Recopiez tel quel le passage de l'extrait sur l'album de fado qui va de « Seuls quatre titres » jusqu'à « de la vigueur. » inclus.

#### Extrait du texte

Seuls quatre titres représentent la période « pré-Oulman » (cinq avec Amália, de Frederico Valério et José Galhardo, exécuté en version instrumentale). On y trouve les deux fados « castiços » (traditionnels, si on veut) de l’album, l’un et l’autre sur des musiques d’Alfredo Marceneiro. António Zambujo, accompagné de sa guitare et de la contrebasse de Ricardo Cruz, reconnaissable à la première note, fait du Zambujo dans Estranha forma de vida. Une version élastique bien dans sa manière dépourvue d’emphase, bienvenue après la tension extrême du Medo de Gisela João auquel elle fait suite. Maldição échoit à l’inévitable Ana Moura, qui me donne comme toujours l’impression qu’elle pense à autre chose, ou à rien. De fait moi aussi je me mets à regarder autour de moi, et le cours de mes pensées ordinaires reprend de la vigueur.

########
#### Les entrées

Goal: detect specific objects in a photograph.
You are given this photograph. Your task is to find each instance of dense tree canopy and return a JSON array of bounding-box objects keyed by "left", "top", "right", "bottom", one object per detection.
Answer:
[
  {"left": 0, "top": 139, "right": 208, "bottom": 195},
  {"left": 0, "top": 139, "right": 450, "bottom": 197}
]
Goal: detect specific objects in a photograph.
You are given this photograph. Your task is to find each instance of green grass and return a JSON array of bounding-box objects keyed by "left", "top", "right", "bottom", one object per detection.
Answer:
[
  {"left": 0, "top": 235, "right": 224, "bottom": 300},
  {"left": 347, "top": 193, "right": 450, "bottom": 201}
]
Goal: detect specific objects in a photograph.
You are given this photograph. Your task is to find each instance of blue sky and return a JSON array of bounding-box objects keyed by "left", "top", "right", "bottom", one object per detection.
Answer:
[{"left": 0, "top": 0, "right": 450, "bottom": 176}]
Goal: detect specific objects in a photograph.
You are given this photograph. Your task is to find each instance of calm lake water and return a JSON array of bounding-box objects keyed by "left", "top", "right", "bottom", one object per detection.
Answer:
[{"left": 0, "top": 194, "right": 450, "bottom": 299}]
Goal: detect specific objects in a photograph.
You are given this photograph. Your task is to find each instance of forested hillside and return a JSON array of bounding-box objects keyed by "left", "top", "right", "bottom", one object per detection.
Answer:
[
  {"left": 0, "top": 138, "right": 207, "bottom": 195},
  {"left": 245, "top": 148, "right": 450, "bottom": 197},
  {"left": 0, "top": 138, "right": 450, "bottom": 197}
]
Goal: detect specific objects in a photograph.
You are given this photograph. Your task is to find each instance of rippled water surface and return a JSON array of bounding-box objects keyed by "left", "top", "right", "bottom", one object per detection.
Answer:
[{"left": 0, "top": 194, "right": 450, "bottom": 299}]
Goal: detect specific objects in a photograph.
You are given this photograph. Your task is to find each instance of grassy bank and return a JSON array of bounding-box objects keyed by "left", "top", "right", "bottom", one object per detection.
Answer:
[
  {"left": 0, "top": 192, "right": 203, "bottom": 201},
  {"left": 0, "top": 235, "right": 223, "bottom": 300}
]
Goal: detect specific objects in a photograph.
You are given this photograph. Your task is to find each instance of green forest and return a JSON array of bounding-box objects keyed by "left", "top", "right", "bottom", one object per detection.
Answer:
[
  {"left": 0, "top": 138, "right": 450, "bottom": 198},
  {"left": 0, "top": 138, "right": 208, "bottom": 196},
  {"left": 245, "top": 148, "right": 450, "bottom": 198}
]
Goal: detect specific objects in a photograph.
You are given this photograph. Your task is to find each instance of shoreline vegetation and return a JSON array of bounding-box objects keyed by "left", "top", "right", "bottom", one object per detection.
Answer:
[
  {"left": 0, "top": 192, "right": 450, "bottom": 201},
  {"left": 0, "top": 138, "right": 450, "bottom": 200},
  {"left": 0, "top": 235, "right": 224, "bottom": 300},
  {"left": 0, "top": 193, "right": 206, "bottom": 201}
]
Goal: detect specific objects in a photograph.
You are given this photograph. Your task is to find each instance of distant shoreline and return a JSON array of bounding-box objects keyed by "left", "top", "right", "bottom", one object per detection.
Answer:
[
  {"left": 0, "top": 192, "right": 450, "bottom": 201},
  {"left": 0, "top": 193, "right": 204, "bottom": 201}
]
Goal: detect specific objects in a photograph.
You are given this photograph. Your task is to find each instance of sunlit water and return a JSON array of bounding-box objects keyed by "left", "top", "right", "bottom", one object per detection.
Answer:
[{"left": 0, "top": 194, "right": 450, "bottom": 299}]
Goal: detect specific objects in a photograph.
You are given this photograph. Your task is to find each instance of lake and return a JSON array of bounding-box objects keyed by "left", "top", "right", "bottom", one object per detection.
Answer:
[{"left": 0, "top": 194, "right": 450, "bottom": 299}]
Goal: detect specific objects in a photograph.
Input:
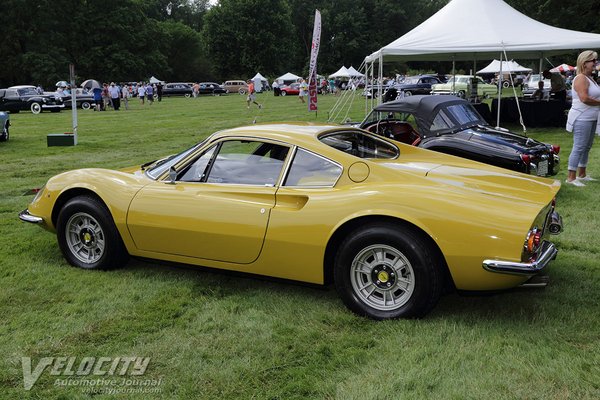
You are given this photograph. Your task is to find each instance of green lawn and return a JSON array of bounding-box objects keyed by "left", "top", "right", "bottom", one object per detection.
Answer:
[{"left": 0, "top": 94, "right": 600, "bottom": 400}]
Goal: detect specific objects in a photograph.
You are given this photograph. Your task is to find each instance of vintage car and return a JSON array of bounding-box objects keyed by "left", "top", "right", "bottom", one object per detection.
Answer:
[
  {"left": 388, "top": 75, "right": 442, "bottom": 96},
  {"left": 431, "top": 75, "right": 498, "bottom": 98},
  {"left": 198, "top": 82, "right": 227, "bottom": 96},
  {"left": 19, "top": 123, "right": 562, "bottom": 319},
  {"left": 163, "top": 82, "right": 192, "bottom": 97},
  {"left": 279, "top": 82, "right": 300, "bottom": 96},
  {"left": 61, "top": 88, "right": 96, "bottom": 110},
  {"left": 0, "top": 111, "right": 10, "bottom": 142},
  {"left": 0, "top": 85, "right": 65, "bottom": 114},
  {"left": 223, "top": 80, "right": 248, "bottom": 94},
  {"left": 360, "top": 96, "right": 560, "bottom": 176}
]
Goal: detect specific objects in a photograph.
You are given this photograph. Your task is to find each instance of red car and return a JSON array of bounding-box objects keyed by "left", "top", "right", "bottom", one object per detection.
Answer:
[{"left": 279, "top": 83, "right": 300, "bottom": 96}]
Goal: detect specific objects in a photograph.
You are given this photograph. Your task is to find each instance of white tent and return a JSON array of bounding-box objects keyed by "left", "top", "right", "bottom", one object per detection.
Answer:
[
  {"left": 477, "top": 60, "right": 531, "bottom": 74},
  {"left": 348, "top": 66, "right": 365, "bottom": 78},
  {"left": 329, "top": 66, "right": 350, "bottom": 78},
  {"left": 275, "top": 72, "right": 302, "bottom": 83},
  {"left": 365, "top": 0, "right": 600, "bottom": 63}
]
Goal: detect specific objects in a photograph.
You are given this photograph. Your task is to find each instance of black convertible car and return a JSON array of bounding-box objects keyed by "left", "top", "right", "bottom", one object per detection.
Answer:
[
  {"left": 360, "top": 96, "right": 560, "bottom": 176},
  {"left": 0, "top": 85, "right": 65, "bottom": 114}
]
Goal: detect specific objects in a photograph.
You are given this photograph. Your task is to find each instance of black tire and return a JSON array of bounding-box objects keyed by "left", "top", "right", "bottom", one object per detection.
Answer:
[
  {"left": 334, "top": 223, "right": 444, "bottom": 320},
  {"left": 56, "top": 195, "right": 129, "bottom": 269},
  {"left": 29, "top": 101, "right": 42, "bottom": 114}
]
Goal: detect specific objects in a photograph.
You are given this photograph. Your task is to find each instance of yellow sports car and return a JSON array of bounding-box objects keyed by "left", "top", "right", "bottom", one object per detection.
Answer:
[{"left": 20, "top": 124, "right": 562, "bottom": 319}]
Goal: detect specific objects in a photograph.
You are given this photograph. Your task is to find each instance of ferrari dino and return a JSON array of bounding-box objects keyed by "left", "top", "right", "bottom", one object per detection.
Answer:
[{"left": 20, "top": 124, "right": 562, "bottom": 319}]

########

» **Résultat**
Seuls quatre titres représentent la période « pré-Oulman » (cinq avec Amália, de Frederico Valério et José Galhardo, exécuté en version instrumentale). On y trouve les deux fados « castiços » (traditionnels, si on veut) de l’album, l’un et l’autre sur des musiques d’Alfredo Marceneiro. António Zambujo, accompagné de sa guitare et de la contrebasse de Ricardo Cruz, reconnaissable à la première note, fait du Zambujo dans Estranha forma de vida. Une version élastique bien dans sa manière dépourvue d’emphase, bienvenue après la tension extrême du Medo de Gisela João auquel elle fait suite. Maldição échoit à l’inévitable Ana Moura, qui me donne comme toujours l’impression qu’elle pense à autre chose, ou à rien. De fait moi aussi je me mets à regarder autour de moi, et le cours de mes pensées ordinaires reprend de la vigueur.